Dataset excerpt:

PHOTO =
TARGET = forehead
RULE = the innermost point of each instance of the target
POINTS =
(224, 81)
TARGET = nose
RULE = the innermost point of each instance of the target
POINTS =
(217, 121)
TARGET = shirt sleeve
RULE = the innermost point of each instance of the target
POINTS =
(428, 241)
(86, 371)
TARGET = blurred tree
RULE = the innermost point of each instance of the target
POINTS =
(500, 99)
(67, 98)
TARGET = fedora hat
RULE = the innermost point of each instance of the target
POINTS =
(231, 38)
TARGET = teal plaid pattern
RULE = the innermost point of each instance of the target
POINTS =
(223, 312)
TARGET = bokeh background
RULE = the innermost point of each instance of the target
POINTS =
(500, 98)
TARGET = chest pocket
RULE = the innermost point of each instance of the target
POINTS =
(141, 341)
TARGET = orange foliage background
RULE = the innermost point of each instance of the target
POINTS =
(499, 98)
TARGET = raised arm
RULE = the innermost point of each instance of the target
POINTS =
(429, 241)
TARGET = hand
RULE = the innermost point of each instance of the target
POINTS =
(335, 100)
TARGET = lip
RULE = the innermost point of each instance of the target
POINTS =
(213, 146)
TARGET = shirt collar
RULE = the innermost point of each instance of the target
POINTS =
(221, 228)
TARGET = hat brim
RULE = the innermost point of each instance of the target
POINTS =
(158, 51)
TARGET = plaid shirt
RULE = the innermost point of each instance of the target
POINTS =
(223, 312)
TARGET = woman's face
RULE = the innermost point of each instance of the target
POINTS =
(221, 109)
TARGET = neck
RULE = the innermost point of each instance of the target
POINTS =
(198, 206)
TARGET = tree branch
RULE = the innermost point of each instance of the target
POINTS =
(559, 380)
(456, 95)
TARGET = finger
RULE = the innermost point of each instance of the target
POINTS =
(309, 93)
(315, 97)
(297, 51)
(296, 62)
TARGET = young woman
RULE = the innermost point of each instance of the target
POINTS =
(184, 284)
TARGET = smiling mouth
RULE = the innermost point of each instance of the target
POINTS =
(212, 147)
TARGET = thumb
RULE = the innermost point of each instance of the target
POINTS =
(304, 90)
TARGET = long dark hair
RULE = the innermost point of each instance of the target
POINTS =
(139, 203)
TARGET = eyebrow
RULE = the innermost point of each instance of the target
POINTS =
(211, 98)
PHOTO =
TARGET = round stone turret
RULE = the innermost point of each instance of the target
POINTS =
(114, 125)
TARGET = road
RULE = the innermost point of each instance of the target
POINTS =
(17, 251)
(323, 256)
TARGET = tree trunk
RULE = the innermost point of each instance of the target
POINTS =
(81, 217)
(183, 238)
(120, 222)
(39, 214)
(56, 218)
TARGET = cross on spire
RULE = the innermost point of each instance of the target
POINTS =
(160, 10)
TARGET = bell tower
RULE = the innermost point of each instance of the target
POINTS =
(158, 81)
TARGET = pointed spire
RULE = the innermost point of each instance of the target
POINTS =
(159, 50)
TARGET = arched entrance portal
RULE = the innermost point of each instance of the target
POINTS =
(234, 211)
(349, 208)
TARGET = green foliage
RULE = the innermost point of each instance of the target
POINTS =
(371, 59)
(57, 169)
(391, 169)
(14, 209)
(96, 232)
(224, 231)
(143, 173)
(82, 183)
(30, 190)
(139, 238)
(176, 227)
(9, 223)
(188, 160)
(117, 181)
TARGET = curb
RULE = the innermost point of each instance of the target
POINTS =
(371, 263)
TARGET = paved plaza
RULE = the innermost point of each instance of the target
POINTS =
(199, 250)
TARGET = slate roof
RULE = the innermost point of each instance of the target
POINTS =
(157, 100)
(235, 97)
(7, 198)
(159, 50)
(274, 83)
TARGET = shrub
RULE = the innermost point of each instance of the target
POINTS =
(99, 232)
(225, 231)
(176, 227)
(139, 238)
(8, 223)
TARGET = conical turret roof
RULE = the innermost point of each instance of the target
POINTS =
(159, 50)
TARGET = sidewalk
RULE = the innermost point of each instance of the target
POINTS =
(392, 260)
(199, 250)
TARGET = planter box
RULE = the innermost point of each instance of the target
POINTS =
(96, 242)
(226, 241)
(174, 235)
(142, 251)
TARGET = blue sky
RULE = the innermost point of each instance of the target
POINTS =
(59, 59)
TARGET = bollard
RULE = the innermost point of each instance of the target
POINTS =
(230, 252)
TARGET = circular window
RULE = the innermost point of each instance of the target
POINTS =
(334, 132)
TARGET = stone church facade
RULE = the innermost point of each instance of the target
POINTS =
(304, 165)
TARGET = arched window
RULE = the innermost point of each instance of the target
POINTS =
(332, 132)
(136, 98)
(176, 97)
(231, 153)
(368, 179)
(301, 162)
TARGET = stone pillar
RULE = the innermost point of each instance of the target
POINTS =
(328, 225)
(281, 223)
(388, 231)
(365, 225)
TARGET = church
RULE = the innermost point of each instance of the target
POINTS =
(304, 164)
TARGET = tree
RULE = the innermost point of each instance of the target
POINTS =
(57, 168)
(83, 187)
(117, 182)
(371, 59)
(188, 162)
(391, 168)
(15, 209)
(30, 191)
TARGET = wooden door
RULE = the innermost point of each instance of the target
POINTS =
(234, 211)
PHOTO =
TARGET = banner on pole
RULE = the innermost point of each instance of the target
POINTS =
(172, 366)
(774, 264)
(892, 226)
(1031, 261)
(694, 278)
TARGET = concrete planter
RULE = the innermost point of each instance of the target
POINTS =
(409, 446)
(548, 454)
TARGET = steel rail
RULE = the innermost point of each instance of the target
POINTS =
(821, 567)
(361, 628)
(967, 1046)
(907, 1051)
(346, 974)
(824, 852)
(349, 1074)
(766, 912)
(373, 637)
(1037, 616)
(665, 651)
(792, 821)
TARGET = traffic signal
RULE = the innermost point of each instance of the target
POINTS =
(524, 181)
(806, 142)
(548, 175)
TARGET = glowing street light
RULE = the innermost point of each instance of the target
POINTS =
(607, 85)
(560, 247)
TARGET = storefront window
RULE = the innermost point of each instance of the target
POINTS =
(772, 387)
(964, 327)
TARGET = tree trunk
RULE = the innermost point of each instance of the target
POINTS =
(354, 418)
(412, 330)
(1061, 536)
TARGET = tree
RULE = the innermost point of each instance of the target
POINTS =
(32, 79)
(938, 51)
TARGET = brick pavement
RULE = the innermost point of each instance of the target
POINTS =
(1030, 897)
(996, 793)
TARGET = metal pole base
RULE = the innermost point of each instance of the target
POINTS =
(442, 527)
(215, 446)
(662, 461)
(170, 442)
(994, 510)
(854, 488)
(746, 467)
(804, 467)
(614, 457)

Exercise prompt:
Your task is to repeat the data exactly; please include every line.

Expected answer:
PHOTO =
TARGET = forehead
RULE = the innermost point of each instance of the target
POINTS =
(224, 81)
TARGET = nose
RULE = the innermost point of each instance of the target
POINTS =
(217, 121)
TARGET = shirt sleeve
RULE = the innermost point of each instance of the target
POINTS =
(428, 241)
(86, 371)
TARGET = blurred tree
RULE = the innermost point of each instance of the target
POINTS =
(500, 99)
(67, 98)
TARGET = fedora hat
RULE = the innermost point of each instance of the target
POINTS =
(231, 38)
TARGET = teal plaid pattern
RULE = the innermost point of each instance of the target
POINTS =
(223, 312)
TARGET = bokeh background
RULE = the innermost point of each instance of the target
POINTS =
(500, 98)
TARGET = chest pocket
RULE = the innermost point of each instance of the target
POINTS =
(141, 341)
TARGET = orange foliage background
RULE = the innermost point of each instance of the target
POINTS =
(499, 98)
TARGET = raised arm
RULE = the innermost point of each instance of the target
POINTS =
(429, 241)
TARGET = hand
RULE = the innermost point of each instance of the target
POINTS =
(335, 100)
TARGET = lip
RULE = the innermost point of each instance of the target
POINTS =
(213, 146)
TARGET = shirt collar
RULE = the innermost point of each instance of the target
POINTS =
(221, 228)
TARGET = hat brim
RULE = the innermost point of each instance of the target
POINTS =
(158, 51)
TARGET = plaid shirt
RULE = the innermost point of each instance of the target
POINTS =
(223, 312)
TARGET = woman's face
RULE = the innermost point of each instance of the target
POINTS =
(221, 109)
TARGET = neck
RULE = the innermost point of each instance of the target
POINTS =
(198, 206)
TARGET = tree branch
RULE = the innermost point of each instance of the target
POINTS =
(559, 380)
(456, 95)
TARGET = finger
RULE = the innermost point of each instance of the target
POINTS =
(309, 93)
(315, 97)
(297, 51)
(296, 62)
TARGET = young woman
RULE = the innermost point of each instance of the target
POINTS =
(184, 284)
TARGET = smiling mouth
RULE = the innermost point of each instance of the target
POINTS =
(212, 147)
TARGET = thumb
RULE = the innermost point of each instance of the target
POINTS =
(304, 90)
TARGET = long dark hair
RULE = the innermost point of each instance of the target
POINTS =
(139, 203)
TARGET = eyebrow
RULE = the innermost point of each instance of the target
POINTS =
(211, 98)
PHOTO =
TARGET = round stone turret
RULE = the innermost point of each instance of the target
POINTS =
(114, 125)
TARGET = road
RULE = the innermost point of each instance of the target
POINTS =
(17, 251)
(323, 256)
TARGET = tree trunk
RULE = the innermost point of each instance of the target
POINTS =
(81, 217)
(183, 238)
(120, 222)
(39, 214)
(56, 218)
TARGET = cross on spire
RULE = the innermost point of each instance of the target
POINTS =
(160, 10)
TARGET = bell tower
RULE = the innermost point of each instance of the target
POINTS =
(158, 81)
TARGET = pointed spire
RULE = the innermost point of each instance of the target
POINTS =
(159, 50)
TARGET = arched entrance portal
RULE = the innermost point of each instance of the target
POINTS =
(234, 211)
(349, 208)
TARGET = green foliage
RULE = the innermost point of each instance of the target
POINTS =
(371, 59)
(57, 169)
(391, 169)
(14, 209)
(96, 232)
(224, 231)
(143, 173)
(82, 183)
(30, 190)
(139, 238)
(176, 227)
(9, 223)
(188, 160)
(117, 181)
TARGET = curb
RULE = the innermost point of each instance of the target
POINTS =
(371, 263)
TARGET = paved plaza
RULE = the innermost point of each instance of the target
POINTS =
(199, 250)
TARGET = slate roof
RULE = the innermost point of each instance of the target
POINTS =
(157, 100)
(235, 97)
(7, 198)
(159, 50)
(274, 83)
TARGET = shrub
RULE = the innermost point of each instance of the target
POINTS =
(99, 232)
(225, 231)
(176, 227)
(139, 238)
(8, 223)
TARGET = conical turret roof
RULE = the innermost point of each instance of the target
POINTS =
(159, 50)
TARGET = sidewalk
RULE = the innermost point of each instance of the target
POINTS =
(392, 260)
(199, 250)
TARGET = planter box
RULE = the innermost point of each instance of the target
POINTS =
(96, 242)
(226, 241)
(174, 235)
(142, 251)
TARGET = blue sky
RULE = the innermost point of each instance of the target
POINTS =
(59, 59)
TARGET = bollard
RULE = the innermost point of each instance of the target
POINTS =
(230, 252)
TARGET = circular window
RULE = the innermost point of each instance of the target
POINTS =
(334, 132)
TARGET = stone church facade
RULE = the innermost point of each instance of the target
POINTS =
(304, 165)
TARGET = arched window
RULE = the innermost point of each instance of the target
POINTS =
(332, 132)
(136, 98)
(176, 97)
(231, 153)
(368, 179)
(301, 162)
TARGET = stone pillar
RULE = the innermost point of each instance of the target
POINTS =
(328, 225)
(281, 223)
(388, 231)
(365, 225)
TARGET = church
RULE = the innermost point of each instance of the target
POINTS =
(304, 164)
TARGET = tree
RULE = the innermost point of each instance of the target
POINTS =
(57, 168)
(83, 187)
(117, 182)
(371, 59)
(188, 162)
(391, 168)
(15, 209)
(30, 191)
TARGET = wooden door
RULE = the innermost point of each instance of the target
POINTS =
(234, 211)
PHOTO =
TARGET = banner on pole
RULE = the innermost point of each instance of the target
POINTS =
(172, 366)
(774, 264)
(892, 226)
(1031, 261)
(694, 278)
TARGET = concrete planter
RULE = the innermost point of each instance of the target
POINTS =
(409, 446)
(548, 454)
TARGET = steel rail
RULE = the innermost point of each instance of the target
POINTS =
(821, 567)
(361, 628)
(967, 1046)
(907, 1051)
(346, 974)
(824, 852)
(349, 1074)
(766, 912)
(373, 637)
(1037, 616)
(665, 651)
(792, 821)
TARGET = traffic signal
RULE = the innermost point of each instance of the target
POINTS =
(524, 181)
(806, 142)
(548, 175)
TARGET = glowing street light
RULE = the innermost point of each instance of the target
POINTS =
(607, 85)
(560, 247)
TARGET = storefront window
RULE = the innermost point of each instance of the target
POINTS =
(772, 387)
(964, 327)
TARGET = tree trunk
RULE = the innermost point of each instance of the target
POINTS =
(354, 418)
(412, 330)
(1061, 536)
TARGET = tree
RULE = the innermost point of each instance of the target
POINTS =
(32, 79)
(938, 51)
TARGET = brick pavement
RULE = the innermost point of each instance of the target
POINTS =
(1030, 897)
(996, 793)
TARGET = metal pole base
RULE = the innermost point of each instance of the target
POINTS =
(442, 527)
(215, 446)
(662, 461)
(170, 442)
(994, 510)
(854, 488)
(746, 467)
(804, 467)
(614, 457)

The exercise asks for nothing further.